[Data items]
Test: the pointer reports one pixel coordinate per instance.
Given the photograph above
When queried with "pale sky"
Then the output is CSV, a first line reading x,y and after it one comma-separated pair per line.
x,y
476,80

Exercise goal — Rewrite the listing so that "pixel coordinate" becomes "image position", keeping every other word unchanged.

Finished exercise —
Test: the pointer reports one image position per instance.
Given the photograph above
When queried with "pale sky"
Then the output is CSV, a first line reading x,y and after it one comma-separated pair per line.
x,y
476,80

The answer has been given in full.